▶ Supplied records:
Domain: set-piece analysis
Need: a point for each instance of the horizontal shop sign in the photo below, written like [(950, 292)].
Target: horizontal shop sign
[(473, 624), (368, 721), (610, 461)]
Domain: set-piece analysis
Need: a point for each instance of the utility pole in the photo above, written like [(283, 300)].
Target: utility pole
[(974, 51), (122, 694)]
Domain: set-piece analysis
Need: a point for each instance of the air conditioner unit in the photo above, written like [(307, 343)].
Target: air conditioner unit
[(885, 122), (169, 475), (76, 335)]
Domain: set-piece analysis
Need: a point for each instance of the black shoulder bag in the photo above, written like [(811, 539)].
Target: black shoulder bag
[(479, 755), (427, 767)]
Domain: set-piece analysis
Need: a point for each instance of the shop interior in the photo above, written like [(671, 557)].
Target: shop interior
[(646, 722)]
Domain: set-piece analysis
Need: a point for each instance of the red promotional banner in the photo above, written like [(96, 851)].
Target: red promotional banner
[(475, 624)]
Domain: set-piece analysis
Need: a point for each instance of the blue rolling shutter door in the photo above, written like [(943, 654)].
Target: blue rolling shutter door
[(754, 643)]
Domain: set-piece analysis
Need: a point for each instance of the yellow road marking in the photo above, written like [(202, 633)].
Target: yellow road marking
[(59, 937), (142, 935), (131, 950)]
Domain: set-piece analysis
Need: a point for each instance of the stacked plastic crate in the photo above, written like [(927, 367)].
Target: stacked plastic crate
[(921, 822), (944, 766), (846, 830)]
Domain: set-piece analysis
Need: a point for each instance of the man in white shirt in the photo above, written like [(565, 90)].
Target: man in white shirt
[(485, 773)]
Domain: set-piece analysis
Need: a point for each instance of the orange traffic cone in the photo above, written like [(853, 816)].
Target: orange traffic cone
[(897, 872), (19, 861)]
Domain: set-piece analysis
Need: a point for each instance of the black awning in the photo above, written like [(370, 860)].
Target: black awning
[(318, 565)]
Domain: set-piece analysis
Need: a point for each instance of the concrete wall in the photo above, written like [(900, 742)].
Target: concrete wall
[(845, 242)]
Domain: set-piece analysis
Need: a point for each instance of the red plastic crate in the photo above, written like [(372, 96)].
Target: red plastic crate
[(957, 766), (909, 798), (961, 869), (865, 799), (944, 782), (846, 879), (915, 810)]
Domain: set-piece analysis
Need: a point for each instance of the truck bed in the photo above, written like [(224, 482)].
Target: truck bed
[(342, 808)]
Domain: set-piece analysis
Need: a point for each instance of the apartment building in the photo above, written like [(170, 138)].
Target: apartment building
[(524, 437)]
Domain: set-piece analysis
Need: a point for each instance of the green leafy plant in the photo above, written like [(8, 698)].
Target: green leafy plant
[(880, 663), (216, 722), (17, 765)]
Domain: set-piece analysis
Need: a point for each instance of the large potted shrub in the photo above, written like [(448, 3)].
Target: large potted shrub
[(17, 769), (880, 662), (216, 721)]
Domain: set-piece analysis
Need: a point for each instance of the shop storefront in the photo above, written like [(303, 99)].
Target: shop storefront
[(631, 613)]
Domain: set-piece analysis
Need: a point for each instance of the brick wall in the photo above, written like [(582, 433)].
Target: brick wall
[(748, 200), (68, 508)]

▶ Exercise prompt:
Return every record in full, word for word.

▶ Reply:
Domain: set-piece analysis
Need: a point for each instance of the horizontal shop sign in the photo below, written like [(950, 292)].
Target: horizontal shop sign
[(473, 624), (368, 721), (610, 461)]
Domain: set-piece analysis
Need: a point for each instance of the utility pole in the photo above, written like [(283, 300)].
Target: utility pole
[(974, 51), (122, 694)]
Domain: set-piece analysis
Need: a point for each instance of the air conditioner unit in the photo above, written like [(307, 343)].
Target: air conditioner unit
[(885, 122), (169, 475), (76, 335)]
Domain: set-piece analysis
Need: a point for each instance of the black shoulder bag in the photo above, written like [(811, 539)].
Target: black shoulder bag
[(479, 755), (427, 767)]
Domain: set-piece analysis
Need: a point for each instance of the shop interior in the photo above, written like [(671, 557)].
Target: shop interior
[(646, 722)]
Domain: set-piece analysis
Need: a point for each instance of the red promotional banner in the photo above, written like [(96, 851)].
Target: red promotional banner
[(475, 624)]
Domain: set-piece analysis
Need: a point for each instance of the blue rolling shutter door in the photo above, written like [(943, 654)].
Target: blue rolling shutter door
[(754, 643)]
Domain: set-piece analysis
Need: a point for each instance of the yellow road marking in the photo above, written like [(202, 633)].
Target: yellow road marking
[(59, 937), (142, 935), (131, 950)]
Domain: set-piece analysis
Need: a point for each instance of the stacked plastic crate in the photo above, written like [(927, 367)].
Target: stacked plastic crate
[(921, 822), (944, 766), (846, 830)]
Domain: set-piece analysis
Need: a point for each instance of the man in white shirt in the photo above, written like [(565, 90)].
Target: man in white shirt
[(485, 773)]
Domain: set-piece analysis
Need: a point for each instance of the orange traffic cone in the photo above, written like [(853, 816)].
Target: orange traffic cone
[(897, 872), (19, 861)]
Domain: set-piece analysis
Need: a point for each instance of the black awning in the photo above, written like [(370, 860)].
Target: black awning
[(318, 565)]
Domain: set-piece analysis
Need: a point for each instance of the concrete wall in the photo above, written like [(900, 742)].
Target: concrete wall
[(845, 242)]
Domain: set-piece analysis
Need: a point for each instance of the red plastic crate in the photo above, written like [(372, 96)].
Target: red plastic crate
[(957, 766), (909, 798), (961, 869), (865, 799), (944, 782), (846, 879), (915, 810)]
Domain: set-piece analysis
Need: a point for each instance of the truck bed in the photo above, written like [(224, 482)].
Target: truck bed
[(342, 808)]
Domain: set-piece analysis
Need: a point for each instance of the apartment building in the photo above, written like [(170, 138)].
Target: apartment building
[(524, 437)]
Domain: set-piece analysis
Need: a point for each instance of the green leafy plant in the photo above, written like [(8, 698)].
Target: green leafy plant
[(880, 663), (216, 722), (17, 765)]
Domain: set-piece analysis
Need: a point for each instance of the large potted shrub in the photo above, written like [(448, 3)].
Target: large potted shrub
[(17, 769), (880, 662), (216, 721)]
Domain: set-piece analysis
Need: a point for each instance of the shop storefront in the photo above, written like [(303, 99)].
Target: shop storefront
[(631, 613)]
Domain: set-piece analysis
Need: a point for each instance of the brick wall in the photo above, written like [(582, 433)].
Target: brick wall
[(748, 200), (68, 508)]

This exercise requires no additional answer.